:: Exercise goal ::
Return the lines unchanged, beginning at the line that contains "Point to the smartphone, one" and stopping after the line that contains "[(467, 211)]".

[Start of Exercise materials]

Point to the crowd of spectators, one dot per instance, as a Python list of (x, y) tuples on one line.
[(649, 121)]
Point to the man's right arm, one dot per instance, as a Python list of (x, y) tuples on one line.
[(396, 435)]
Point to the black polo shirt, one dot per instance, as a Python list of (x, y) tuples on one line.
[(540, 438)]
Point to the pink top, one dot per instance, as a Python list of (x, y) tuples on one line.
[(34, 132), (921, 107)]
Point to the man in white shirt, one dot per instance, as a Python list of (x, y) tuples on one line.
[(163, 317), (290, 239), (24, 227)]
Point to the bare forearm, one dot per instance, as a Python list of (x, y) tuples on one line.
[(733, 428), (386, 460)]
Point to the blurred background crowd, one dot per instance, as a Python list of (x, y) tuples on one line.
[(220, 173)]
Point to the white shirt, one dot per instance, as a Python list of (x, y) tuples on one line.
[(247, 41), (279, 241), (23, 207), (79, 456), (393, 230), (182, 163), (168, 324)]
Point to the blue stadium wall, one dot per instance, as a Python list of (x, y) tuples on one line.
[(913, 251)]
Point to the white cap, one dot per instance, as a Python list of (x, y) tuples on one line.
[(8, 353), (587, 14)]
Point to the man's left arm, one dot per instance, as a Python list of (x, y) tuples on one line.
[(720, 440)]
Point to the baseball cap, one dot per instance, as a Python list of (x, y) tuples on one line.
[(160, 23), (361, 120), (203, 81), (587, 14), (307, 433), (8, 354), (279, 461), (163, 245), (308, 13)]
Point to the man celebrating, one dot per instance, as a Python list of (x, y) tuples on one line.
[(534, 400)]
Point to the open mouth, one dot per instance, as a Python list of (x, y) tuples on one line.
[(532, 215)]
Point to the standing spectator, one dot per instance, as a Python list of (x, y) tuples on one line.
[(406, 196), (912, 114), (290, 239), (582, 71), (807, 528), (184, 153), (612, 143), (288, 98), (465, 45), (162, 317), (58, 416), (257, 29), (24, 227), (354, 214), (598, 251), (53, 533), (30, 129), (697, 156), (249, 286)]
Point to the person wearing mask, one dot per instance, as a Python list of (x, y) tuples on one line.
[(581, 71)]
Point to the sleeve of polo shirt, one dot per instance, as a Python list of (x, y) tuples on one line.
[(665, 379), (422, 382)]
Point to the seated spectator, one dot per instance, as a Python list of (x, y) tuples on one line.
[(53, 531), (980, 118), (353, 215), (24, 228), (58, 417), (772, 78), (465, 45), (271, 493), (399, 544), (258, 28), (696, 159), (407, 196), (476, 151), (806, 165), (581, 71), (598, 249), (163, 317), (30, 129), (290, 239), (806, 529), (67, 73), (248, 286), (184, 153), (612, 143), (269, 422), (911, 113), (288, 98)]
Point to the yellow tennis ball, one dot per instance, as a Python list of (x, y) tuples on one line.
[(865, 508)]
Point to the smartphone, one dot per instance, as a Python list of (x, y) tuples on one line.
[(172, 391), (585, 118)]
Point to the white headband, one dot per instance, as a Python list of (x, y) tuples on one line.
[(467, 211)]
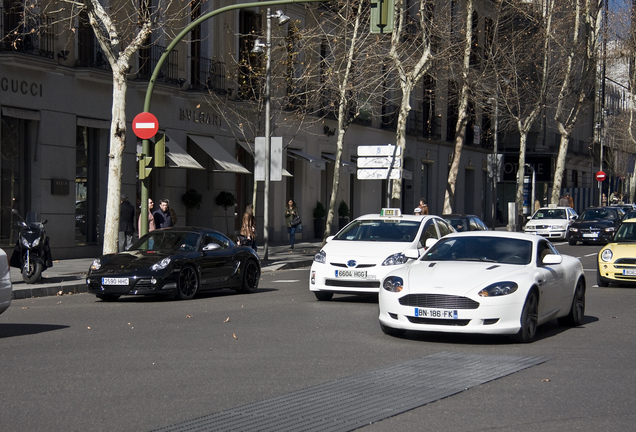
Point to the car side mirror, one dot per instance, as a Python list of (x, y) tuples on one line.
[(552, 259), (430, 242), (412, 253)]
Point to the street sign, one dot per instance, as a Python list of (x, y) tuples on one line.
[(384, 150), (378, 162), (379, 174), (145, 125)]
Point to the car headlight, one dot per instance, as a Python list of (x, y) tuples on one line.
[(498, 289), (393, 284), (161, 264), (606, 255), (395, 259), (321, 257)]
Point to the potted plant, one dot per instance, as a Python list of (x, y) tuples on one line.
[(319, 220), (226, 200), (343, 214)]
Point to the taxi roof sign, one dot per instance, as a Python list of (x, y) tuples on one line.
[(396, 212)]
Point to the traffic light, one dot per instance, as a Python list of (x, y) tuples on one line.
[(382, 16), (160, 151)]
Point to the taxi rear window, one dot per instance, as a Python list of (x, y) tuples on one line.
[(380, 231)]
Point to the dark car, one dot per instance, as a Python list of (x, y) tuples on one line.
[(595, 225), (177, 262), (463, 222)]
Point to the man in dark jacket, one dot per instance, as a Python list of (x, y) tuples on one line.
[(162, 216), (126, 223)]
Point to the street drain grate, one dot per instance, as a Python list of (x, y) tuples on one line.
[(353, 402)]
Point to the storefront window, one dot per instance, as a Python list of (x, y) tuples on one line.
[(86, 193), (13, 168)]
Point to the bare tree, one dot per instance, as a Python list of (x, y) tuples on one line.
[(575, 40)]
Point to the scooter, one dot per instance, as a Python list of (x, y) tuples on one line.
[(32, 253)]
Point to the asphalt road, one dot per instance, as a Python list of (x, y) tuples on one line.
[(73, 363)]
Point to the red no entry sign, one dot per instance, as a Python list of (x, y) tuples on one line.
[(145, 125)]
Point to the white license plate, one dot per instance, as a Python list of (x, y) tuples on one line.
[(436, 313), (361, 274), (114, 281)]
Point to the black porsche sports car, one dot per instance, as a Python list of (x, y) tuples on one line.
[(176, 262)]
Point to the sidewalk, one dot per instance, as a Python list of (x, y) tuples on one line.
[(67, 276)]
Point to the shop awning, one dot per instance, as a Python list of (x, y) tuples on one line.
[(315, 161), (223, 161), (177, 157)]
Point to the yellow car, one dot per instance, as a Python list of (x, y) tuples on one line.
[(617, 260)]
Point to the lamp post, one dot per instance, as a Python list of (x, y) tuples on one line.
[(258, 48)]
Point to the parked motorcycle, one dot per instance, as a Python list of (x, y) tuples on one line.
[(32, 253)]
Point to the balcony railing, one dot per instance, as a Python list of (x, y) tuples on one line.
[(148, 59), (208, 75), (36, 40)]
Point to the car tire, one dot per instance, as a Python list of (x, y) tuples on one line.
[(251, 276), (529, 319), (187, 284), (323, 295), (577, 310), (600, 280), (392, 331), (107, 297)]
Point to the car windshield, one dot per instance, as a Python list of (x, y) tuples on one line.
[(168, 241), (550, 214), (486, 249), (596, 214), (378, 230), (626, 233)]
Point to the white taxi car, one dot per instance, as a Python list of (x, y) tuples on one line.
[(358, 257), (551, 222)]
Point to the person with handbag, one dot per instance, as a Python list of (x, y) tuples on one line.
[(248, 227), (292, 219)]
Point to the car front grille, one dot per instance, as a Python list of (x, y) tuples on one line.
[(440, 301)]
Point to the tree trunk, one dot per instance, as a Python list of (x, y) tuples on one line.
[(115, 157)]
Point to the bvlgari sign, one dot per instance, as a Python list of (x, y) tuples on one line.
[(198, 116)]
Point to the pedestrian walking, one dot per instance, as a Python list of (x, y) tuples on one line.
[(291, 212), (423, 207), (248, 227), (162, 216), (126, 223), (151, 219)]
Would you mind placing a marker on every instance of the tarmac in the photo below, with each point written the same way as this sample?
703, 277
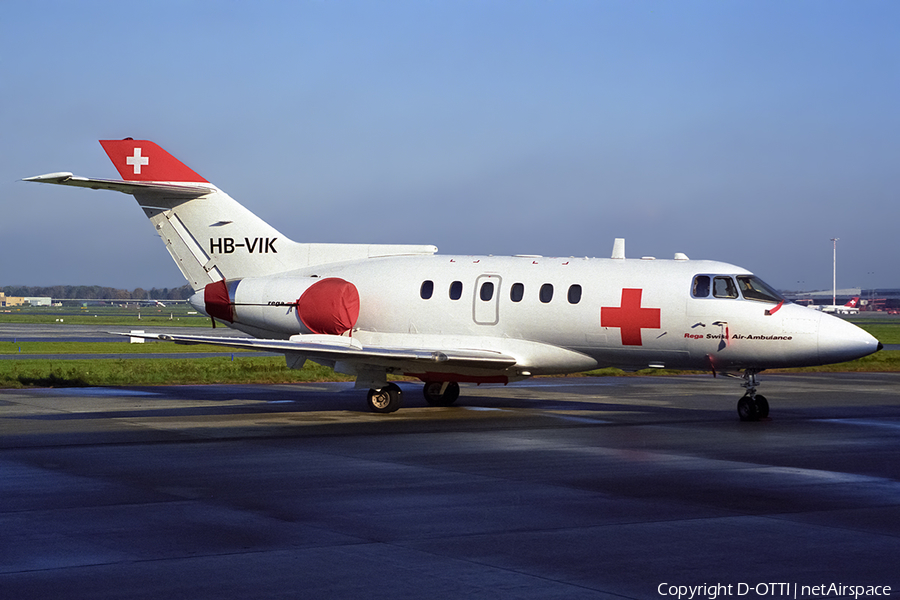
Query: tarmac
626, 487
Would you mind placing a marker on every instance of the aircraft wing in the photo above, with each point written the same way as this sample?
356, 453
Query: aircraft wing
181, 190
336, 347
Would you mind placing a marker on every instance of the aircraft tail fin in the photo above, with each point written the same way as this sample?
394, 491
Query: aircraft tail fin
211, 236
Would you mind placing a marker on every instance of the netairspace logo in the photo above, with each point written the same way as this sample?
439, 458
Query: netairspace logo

[End of Exercise materials]
[Start of Exercise materials]

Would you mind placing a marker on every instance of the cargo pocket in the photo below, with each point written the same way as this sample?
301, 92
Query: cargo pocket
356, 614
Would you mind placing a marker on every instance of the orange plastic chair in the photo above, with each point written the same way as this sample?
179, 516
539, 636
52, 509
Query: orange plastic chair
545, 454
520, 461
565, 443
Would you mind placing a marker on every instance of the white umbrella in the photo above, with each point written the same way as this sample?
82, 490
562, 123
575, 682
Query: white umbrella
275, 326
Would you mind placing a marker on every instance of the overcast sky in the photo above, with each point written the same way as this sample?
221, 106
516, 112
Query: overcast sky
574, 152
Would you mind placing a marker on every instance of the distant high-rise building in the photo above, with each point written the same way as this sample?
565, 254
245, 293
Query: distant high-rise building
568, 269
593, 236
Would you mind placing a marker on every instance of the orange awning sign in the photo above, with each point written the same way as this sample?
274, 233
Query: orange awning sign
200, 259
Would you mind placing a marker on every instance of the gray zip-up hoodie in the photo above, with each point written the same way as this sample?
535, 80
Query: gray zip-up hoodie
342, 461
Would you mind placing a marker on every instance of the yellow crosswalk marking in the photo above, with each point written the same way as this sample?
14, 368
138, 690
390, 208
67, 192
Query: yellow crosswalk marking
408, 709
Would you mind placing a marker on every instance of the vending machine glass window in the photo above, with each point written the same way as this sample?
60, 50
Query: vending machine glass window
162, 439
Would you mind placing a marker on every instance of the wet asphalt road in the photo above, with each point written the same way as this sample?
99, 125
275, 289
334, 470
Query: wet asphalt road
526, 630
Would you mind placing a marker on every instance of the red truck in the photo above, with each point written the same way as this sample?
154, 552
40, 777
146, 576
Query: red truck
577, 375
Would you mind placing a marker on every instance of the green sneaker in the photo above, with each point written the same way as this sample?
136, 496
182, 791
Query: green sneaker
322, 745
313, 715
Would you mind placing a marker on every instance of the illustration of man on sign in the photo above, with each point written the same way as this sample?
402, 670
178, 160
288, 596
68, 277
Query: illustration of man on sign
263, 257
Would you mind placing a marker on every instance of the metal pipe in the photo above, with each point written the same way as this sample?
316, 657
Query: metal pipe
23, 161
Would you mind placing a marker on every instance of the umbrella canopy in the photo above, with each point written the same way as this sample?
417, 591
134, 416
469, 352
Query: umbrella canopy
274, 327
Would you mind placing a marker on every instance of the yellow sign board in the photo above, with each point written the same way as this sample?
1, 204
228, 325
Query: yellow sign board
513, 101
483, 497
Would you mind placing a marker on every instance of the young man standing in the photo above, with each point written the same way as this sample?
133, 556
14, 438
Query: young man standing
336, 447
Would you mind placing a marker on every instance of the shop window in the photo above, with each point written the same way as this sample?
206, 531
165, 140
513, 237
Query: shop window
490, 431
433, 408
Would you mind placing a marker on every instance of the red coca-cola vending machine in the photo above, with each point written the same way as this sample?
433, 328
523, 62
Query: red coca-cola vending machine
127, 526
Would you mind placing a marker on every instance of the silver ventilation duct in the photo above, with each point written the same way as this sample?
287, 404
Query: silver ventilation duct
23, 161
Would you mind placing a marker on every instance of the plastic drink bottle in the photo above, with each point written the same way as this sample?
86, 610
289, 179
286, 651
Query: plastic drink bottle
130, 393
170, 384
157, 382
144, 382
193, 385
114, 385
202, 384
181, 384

[End of Exercise materials]

:: Result of this task ::
Point to the smartphone, one dot per instance, as a Python list of (x, y) tuples on one line.
[(172, 391), (585, 118)]
Point to the white headband, one dot per instance, as a Python list of (x, y) tuples on one line.
[(467, 211)]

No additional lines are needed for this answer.